>> Begin RECORDS SHOWN
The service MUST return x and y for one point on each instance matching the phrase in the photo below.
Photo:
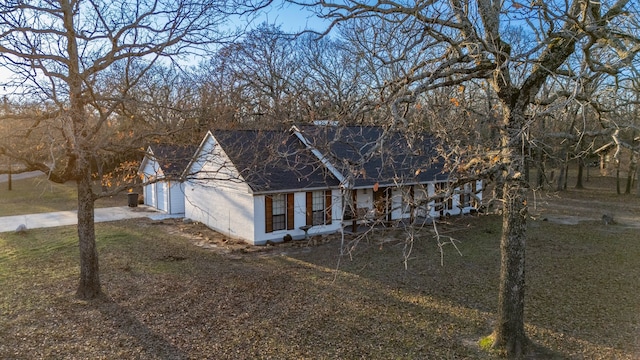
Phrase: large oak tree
(64, 56)
(517, 47)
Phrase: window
(279, 212)
(440, 195)
(469, 194)
(318, 207)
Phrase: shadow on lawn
(154, 345)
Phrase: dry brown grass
(170, 294)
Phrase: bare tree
(59, 53)
(453, 42)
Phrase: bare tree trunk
(580, 173)
(509, 333)
(541, 169)
(89, 286)
(638, 181)
(618, 190)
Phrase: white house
(162, 171)
(386, 176)
(263, 186)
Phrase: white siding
(299, 208)
(223, 209)
(216, 195)
(176, 198)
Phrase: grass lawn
(167, 298)
(38, 195)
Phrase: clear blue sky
(291, 18)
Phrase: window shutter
(309, 208)
(290, 214)
(268, 213)
(327, 205)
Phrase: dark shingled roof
(172, 159)
(369, 155)
(273, 160)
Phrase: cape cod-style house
(162, 170)
(268, 186)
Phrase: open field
(38, 195)
(177, 291)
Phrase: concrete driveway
(63, 218)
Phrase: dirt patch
(208, 239)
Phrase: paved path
(62, 218)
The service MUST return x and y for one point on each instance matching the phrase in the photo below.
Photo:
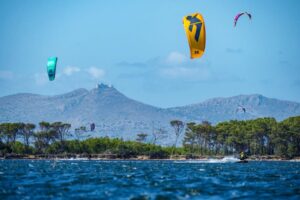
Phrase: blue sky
(140, 47)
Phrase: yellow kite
(195, 32)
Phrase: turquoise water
(25, 179)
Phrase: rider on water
(242, 156)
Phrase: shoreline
(137, 158)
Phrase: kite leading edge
(195, 32)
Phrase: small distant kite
(239, 15)
(195, 32)
(241, 108)
(51, 67)
(93, 126)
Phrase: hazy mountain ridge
(117, 115)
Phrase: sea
(129, 179)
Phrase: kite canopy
(51, 67)
(239, 15)
(93, 126)
(195, 32)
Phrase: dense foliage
(263, 136)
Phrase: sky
(140, 47)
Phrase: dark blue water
(23, 179)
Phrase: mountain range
(119, 116)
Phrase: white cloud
(176, 58)
(96, 72)
(69, 70)
(5, 74)
(185, 72)
(41, 78)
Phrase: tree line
(262, 136)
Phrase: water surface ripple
(71, 179)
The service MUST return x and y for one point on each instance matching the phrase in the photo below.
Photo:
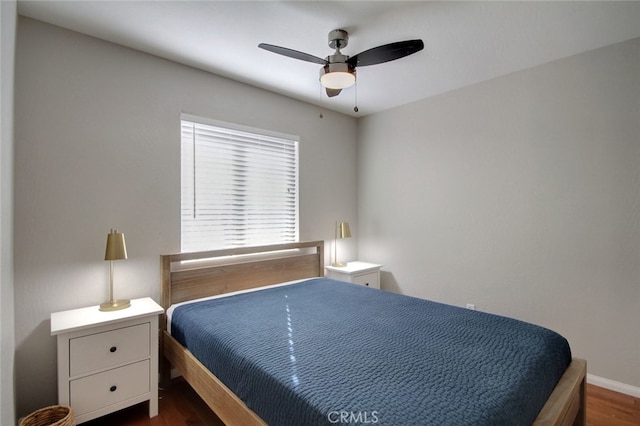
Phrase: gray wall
(98, 146)
(521, 195)
(8, 17)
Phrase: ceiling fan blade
(333, 92)
(386, 53)
(292, 53)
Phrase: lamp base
(115, 305)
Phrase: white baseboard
(613, 385)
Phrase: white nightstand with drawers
(363, 273)
(107, 360)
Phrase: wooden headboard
(188, 276)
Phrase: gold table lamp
(116, 250)
(342, 231)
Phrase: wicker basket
(55, 415)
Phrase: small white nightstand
(363, 273)
(107, 360)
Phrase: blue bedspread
(325, 352)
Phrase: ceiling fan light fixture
(337, 76)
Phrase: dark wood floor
(180, 405)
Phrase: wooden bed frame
(188, 276)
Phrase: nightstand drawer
(108, 349)
(109, 387)
(370, 279)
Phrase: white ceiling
(465, 42)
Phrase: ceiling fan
(339, 71)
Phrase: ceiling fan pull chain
(355, 108)
(320, 87)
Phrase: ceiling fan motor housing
(338, 39)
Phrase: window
(239, 186)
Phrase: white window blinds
(239, 187)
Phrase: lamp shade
(343, 230)
(337, 76)
(116, 247)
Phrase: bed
(191, 276)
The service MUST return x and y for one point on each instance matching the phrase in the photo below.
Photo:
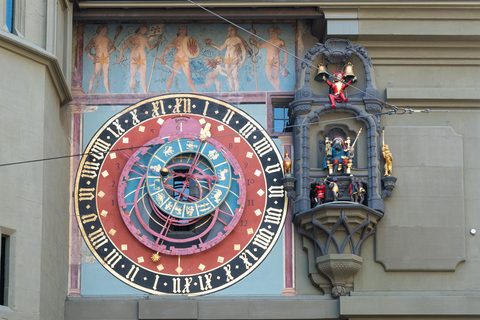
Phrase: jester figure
(336, 88)
(341, 157)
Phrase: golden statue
(387, 155)
(287, 164)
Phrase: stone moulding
(337, 231)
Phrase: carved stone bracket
(388, 183)
(337, 231)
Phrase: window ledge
(22, 47)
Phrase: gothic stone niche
(338, 195)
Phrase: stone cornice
(28, 50)
(239, 3)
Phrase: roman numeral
(135, 120)
(276, 192)
(98, 238)
(263, 238)
(179, 102)
(262, 147)
(89, 218)
(86, 194)
(89, 170)
(273, 215)
(132, 273)
(99, 149)
(112, 258)
(155, 108)
(119, 128)
(273, 168)
(247, 130)
(208, 282)
(228, 116)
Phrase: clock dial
(180, 194)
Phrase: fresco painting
(158, 58)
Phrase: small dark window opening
(280, 117)
(10, 13)
(3, 269)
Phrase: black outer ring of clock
(175, 284)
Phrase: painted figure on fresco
(387, 155)
(235, 55)
(212, 76)
(103, 47)
(186, 47)
(287, 164)
(333, 186)
(339, 155)
(320, 194)
(337, 87)
(274, 47)
(138, 59)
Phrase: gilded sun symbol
(155, 257)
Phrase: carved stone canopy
(337, 231)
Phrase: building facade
(240, 160)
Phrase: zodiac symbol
(213, 154)
(168, 151)
(169, 206)
(178, 210)
(160, 198)
(156, 168)
(191, 145)
(222, 174)
(217, 195)
(190, 210)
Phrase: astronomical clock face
(180, 194)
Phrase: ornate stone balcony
(337, 231)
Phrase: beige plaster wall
(35, 195)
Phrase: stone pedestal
(337, 231)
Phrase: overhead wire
(152, 145)
(289, 53)
(394, 109)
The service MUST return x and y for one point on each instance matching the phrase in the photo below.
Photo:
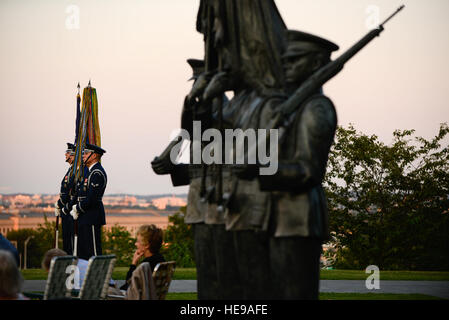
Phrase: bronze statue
(259, 236)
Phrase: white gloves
(74, 212)
(57, 210)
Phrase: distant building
(162, 203)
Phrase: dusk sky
(135, 54)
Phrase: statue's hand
(217, 86)
(198, 87)
(161, 165)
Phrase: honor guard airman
(64, 200)
(89, 209)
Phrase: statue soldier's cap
(70, 148)
(197, 67)
(93, 148)
(299, 43)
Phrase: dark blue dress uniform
(63, 201)
(91, 212)
(66, 219)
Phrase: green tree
(178, 238)
(388, 204)
(41, 241)
(119, 241)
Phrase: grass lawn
(329, 296)
(190, 274)
(385, 275)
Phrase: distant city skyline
(135, 54)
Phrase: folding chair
(56, 286)
(96, 281)
(162, 276)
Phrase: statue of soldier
(299, 217)
(213, 255)
(278, 222)
(64, 198)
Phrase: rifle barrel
(392, 15)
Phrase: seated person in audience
(148, 244)
(11, 279)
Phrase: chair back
(96, 281)
(58, 275)
(162, 275)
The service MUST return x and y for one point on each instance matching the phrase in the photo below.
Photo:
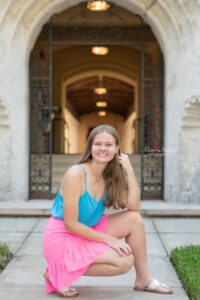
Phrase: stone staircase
(61, 162)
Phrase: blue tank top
(90, 210)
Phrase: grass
(186, 261)
(5, 256)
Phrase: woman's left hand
(125, 162)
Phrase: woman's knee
(135, 217)
(125, 264)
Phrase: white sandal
(73, 292)
(152, 287)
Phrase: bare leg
(109, 264)
(132, 228)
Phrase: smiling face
(104, 147)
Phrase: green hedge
(186, 261)
(5, 255)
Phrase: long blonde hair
(113, 175)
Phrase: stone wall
(176, 25)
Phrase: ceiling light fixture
(102, 113)
(98, 5)
(100, 50)
(101, 104)
(100, 91)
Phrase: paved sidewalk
(22, 279)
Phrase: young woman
(79, 239)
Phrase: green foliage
(5, 255)
(186, 261)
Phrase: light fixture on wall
(102, 113)
(100, 90)
(101, 104)
(98, 5)
(100, 50)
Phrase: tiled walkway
(22, 279)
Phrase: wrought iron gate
(152, 101)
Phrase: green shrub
(5, 255)
(186, 261)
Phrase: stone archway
(17, 37)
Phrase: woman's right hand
(120, 246)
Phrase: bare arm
(71, 189)
(132, 201)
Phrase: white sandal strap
(155, 283)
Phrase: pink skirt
(68, 255)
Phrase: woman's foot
(67, 292)
(154, 286)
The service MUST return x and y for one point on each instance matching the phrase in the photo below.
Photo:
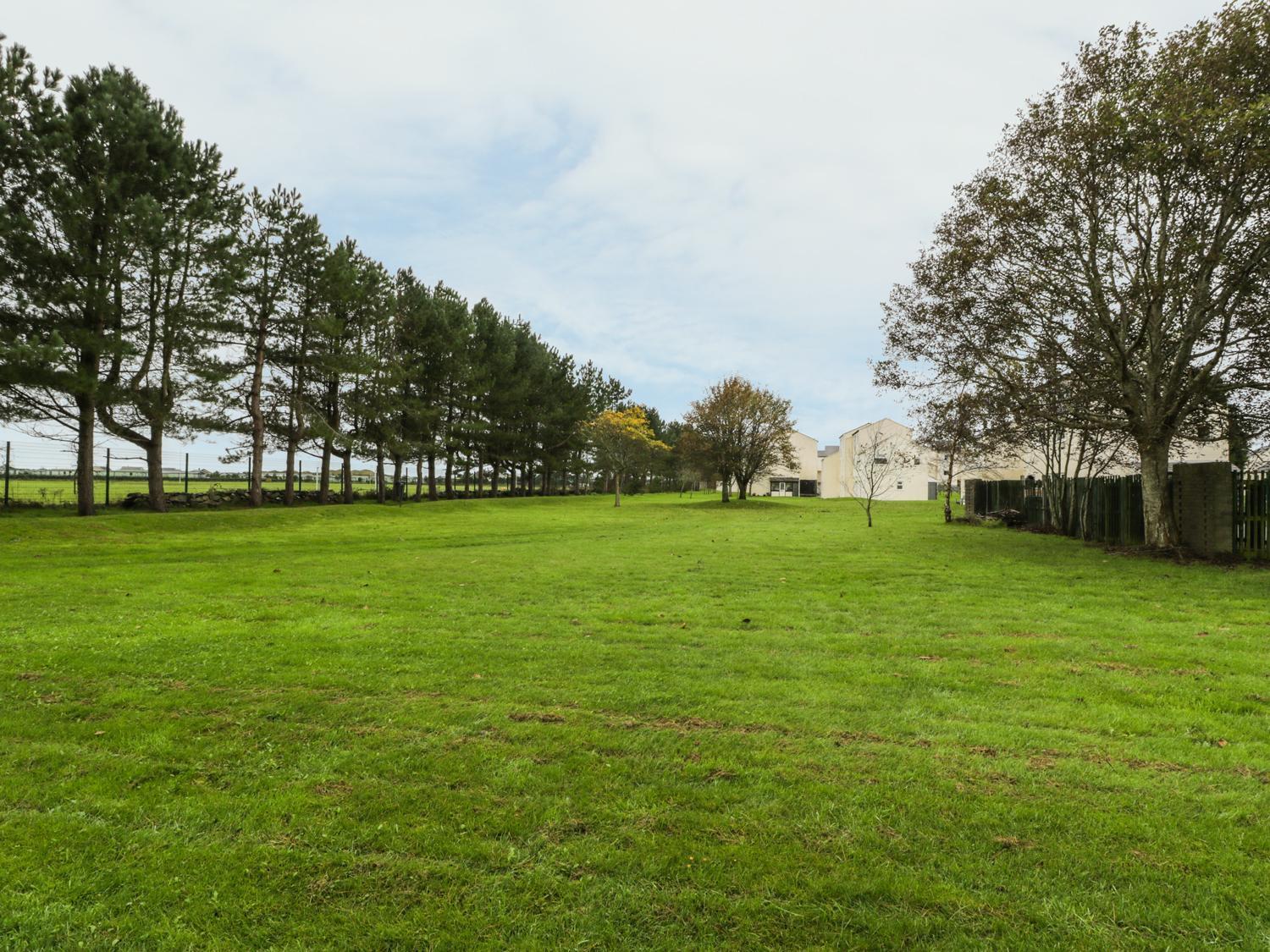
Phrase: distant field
(63, 492)
(546, 723)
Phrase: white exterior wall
(906, 482)
(1019, 466)
(807, 467)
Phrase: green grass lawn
(63, 492)
(677, 724)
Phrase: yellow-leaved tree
(624, 443)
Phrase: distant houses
(831, 472)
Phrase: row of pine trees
(147, 294)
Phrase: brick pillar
(1204, 507)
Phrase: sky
(676, 190)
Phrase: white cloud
(677, 190)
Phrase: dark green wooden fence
(1252, 515)
(1109, 509)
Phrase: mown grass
(549, 723)
(63, 492)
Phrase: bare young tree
(878, 461)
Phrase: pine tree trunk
(289, 493)
(154, 469)
(1157, 515)
(84, 476)
(324, 479)
(257, 411)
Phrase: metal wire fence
(42, 472)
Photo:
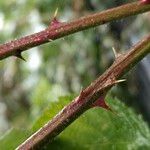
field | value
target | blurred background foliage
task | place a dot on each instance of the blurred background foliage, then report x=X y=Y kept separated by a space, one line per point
x=67 y=65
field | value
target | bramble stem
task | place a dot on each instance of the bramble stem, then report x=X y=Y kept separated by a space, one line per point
x=63 y=29
x=88 y=96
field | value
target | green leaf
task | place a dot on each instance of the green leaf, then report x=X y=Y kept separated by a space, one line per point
x=13 y=138
x=99 y=129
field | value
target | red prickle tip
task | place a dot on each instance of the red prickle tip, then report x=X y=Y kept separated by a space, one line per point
x=145 y=1
x=101 y=103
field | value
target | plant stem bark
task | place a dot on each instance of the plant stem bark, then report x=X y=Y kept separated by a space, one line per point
x=88 y=96
x=54 y=31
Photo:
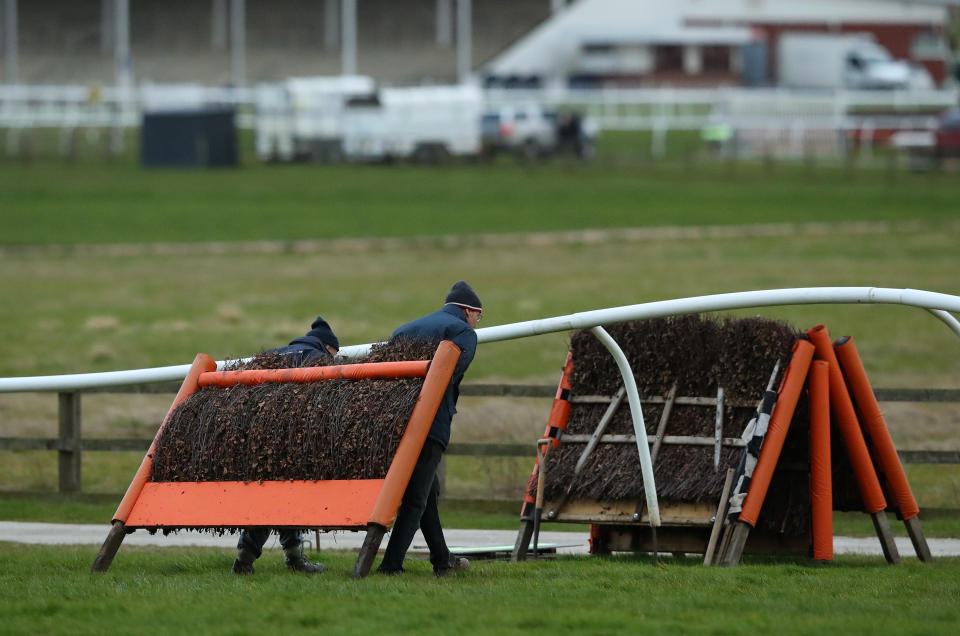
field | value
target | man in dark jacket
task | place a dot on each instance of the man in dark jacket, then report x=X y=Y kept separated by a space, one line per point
x=319 y=343
x=455 y=321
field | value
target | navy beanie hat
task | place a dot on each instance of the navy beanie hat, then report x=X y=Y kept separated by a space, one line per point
x=321 y=330
x=462 y=294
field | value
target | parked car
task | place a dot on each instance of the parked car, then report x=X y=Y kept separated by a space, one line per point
x=929 y=148
x=531 y=131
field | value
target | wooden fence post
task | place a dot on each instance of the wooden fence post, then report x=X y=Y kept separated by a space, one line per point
x=68 y=447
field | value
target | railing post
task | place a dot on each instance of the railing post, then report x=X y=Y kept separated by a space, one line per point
x=442 y=477
x=68 y=448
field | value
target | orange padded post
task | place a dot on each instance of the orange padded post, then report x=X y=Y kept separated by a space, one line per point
x=367 y=371
x=821 y=484
x=872 y=420
x=434 y=385
x=886 y=453
x=790 y=388
x=201 y=364
x=846 y=418
x=556 y=424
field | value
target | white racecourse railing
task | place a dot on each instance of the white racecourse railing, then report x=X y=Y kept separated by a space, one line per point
x=656 y=109
x=940 y=305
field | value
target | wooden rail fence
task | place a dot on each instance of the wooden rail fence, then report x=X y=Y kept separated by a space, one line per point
x=70 y=444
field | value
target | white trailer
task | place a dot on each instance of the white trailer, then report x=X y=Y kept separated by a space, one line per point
x=425 y=123
x=302 y=117
x=838 y=60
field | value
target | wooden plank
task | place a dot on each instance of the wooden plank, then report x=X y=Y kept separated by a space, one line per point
x=547 y=391
x=660 y=399
x=691 y=539
x=689 y=440
x=28 y=443
x=929 y=457
x=624 y=512
x=508 y=390
x=662 y=425
x=601 y=427
x=719 y=517
x=718 y=430
x=492 y=449
x=917 y=395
>> End RECORDS SHOWN
> _YOUR INSTRUCTIONS_
Please count how many lines in the records above contain the word "post" and reply with that number only.

> _ANSWER TO THE TASK_
6